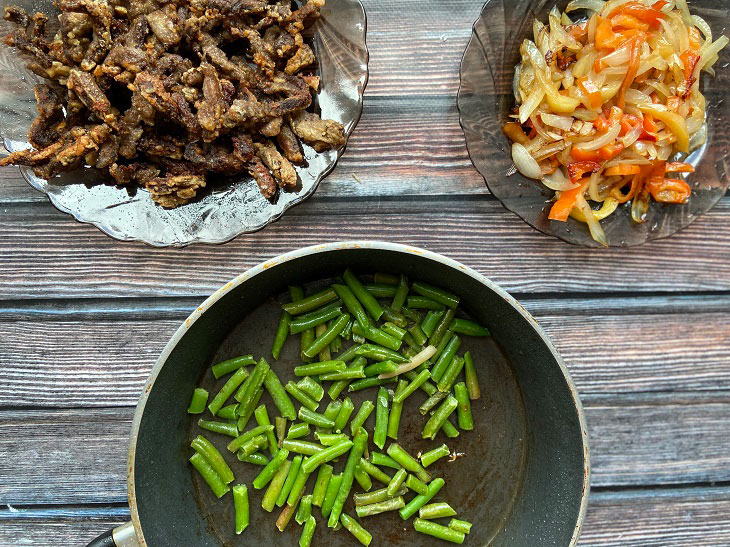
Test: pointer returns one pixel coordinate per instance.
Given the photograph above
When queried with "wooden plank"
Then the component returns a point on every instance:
(75, 260)
(634, 441)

[INSTRUCTIONS FOR THE TASK] Please render each line of the records above as a JSON list of strings, one string per line, skipping blank lines and leaving out the pictures.

[FINISHED TASK]
[
  "Test: pointer returns one pixel coordinate per instance.",
  "Given the photograph above",
  "When queried with \"wooden plank\"",
  "Then the component returns a point on every instance:",
  "(75, 260)",
  "(634, 441)"
]